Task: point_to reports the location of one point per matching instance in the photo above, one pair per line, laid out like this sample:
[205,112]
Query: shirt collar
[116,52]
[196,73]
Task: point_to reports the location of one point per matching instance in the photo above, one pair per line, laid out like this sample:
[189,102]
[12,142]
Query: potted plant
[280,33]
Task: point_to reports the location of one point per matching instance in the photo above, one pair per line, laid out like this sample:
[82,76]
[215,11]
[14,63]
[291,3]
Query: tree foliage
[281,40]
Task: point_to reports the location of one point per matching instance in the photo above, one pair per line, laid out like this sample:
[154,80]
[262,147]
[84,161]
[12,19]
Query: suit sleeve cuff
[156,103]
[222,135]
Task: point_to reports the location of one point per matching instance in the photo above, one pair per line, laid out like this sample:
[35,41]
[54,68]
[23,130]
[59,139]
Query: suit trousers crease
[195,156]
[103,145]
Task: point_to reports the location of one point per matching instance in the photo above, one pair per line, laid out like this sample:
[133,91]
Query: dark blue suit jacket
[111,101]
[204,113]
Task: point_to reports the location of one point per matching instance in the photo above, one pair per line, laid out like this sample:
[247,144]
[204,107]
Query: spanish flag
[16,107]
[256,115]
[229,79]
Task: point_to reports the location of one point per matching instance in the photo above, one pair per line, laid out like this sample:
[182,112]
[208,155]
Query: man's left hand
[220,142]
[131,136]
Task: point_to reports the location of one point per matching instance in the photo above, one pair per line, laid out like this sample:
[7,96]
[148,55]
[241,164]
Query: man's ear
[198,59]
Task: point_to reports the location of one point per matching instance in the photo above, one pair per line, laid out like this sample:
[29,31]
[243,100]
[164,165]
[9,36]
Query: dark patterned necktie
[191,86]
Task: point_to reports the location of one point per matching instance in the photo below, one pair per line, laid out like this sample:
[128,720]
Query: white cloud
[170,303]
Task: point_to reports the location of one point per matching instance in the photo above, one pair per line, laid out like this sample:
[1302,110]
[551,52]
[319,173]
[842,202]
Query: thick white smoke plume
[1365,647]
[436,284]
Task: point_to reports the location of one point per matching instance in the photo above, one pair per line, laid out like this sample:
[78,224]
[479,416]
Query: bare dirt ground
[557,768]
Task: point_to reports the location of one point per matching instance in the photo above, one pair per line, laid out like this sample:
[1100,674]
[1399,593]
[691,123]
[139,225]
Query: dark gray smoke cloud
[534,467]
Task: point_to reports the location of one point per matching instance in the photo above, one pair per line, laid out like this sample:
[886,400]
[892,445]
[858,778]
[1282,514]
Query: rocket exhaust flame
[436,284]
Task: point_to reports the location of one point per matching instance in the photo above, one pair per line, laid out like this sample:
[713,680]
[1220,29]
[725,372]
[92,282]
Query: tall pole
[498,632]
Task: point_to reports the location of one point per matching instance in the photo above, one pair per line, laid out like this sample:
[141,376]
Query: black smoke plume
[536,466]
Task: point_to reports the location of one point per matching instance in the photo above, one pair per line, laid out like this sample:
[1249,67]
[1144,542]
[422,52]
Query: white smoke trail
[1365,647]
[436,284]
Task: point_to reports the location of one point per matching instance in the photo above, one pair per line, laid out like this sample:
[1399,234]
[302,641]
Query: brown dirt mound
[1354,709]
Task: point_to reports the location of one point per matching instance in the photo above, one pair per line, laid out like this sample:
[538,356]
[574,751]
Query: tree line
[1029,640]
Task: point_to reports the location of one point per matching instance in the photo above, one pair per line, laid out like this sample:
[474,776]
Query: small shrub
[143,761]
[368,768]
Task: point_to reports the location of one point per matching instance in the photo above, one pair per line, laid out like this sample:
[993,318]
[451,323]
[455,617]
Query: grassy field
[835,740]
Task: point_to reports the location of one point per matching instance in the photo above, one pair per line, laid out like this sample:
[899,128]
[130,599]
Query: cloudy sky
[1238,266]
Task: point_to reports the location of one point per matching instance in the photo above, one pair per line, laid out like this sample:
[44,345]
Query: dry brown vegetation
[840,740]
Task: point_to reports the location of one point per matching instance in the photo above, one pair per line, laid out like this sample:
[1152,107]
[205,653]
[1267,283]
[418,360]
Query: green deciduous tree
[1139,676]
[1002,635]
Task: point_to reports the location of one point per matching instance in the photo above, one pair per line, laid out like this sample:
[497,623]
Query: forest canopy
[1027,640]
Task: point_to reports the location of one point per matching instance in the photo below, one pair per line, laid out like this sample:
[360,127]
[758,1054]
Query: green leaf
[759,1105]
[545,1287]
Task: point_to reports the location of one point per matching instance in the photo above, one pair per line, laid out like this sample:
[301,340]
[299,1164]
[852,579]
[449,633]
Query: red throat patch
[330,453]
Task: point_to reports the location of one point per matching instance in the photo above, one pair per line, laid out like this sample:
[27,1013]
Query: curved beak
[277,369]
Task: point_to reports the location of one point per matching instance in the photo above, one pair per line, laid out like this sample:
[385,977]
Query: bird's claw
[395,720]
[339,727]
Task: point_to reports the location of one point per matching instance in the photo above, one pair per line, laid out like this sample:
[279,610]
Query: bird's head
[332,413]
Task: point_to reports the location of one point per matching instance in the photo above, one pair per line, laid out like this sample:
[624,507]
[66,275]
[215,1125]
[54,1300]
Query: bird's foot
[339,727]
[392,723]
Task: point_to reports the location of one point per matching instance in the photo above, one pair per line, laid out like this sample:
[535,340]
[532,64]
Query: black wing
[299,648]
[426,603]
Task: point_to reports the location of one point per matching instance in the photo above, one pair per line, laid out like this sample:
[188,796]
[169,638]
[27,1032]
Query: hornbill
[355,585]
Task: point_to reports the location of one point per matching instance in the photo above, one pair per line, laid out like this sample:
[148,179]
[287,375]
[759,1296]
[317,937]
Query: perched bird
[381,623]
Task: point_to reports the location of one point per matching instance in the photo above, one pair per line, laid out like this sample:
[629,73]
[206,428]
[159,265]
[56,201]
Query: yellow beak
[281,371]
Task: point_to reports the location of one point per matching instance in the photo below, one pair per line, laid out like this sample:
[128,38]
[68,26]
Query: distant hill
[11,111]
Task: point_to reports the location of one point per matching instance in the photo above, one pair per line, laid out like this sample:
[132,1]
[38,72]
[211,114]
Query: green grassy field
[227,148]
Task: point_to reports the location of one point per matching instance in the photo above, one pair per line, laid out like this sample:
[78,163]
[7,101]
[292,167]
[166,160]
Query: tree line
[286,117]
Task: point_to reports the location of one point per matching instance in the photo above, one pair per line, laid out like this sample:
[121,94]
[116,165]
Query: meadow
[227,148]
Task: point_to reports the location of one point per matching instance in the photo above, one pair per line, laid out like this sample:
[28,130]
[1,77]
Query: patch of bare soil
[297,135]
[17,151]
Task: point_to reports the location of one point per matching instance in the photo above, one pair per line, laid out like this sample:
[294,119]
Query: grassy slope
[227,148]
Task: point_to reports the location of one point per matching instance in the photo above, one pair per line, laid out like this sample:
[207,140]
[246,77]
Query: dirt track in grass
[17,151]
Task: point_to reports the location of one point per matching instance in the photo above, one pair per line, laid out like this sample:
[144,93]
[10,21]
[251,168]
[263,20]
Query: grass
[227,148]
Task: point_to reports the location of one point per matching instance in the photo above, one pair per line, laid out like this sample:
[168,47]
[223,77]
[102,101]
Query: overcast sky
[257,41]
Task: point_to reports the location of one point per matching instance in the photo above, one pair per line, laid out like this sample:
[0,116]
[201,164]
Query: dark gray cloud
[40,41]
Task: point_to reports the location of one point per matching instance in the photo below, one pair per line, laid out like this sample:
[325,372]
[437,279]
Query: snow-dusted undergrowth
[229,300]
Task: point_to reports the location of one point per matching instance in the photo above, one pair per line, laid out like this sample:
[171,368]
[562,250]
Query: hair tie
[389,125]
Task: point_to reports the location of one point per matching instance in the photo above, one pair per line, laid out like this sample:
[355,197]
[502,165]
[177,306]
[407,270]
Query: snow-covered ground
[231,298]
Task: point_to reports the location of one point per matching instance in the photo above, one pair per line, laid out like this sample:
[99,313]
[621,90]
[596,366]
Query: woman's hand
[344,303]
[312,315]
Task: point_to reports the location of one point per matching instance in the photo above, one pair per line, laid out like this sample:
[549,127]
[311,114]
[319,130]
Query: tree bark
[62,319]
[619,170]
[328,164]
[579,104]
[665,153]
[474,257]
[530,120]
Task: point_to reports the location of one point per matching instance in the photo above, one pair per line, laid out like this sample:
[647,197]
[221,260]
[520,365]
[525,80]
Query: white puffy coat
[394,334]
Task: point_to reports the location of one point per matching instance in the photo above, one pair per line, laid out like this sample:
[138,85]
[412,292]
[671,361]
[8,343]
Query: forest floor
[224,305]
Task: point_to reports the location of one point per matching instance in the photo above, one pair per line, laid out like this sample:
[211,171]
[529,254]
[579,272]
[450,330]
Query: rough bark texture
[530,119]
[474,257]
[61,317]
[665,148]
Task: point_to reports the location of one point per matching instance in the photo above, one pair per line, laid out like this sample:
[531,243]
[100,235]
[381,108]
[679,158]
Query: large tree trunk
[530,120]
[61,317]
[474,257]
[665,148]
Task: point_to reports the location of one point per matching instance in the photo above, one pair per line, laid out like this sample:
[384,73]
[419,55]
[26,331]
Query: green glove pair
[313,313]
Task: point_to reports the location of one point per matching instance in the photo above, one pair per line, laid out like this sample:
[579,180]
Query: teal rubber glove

+-------+

§ EXERCISE:
Pull out each line of the data above that contains the word "snow". Case counts, so uppercase and lowercase letters are not the same.

§ TASK OUTPUT:
Query: snow-dusted undergrowth
Query: snow-covered ground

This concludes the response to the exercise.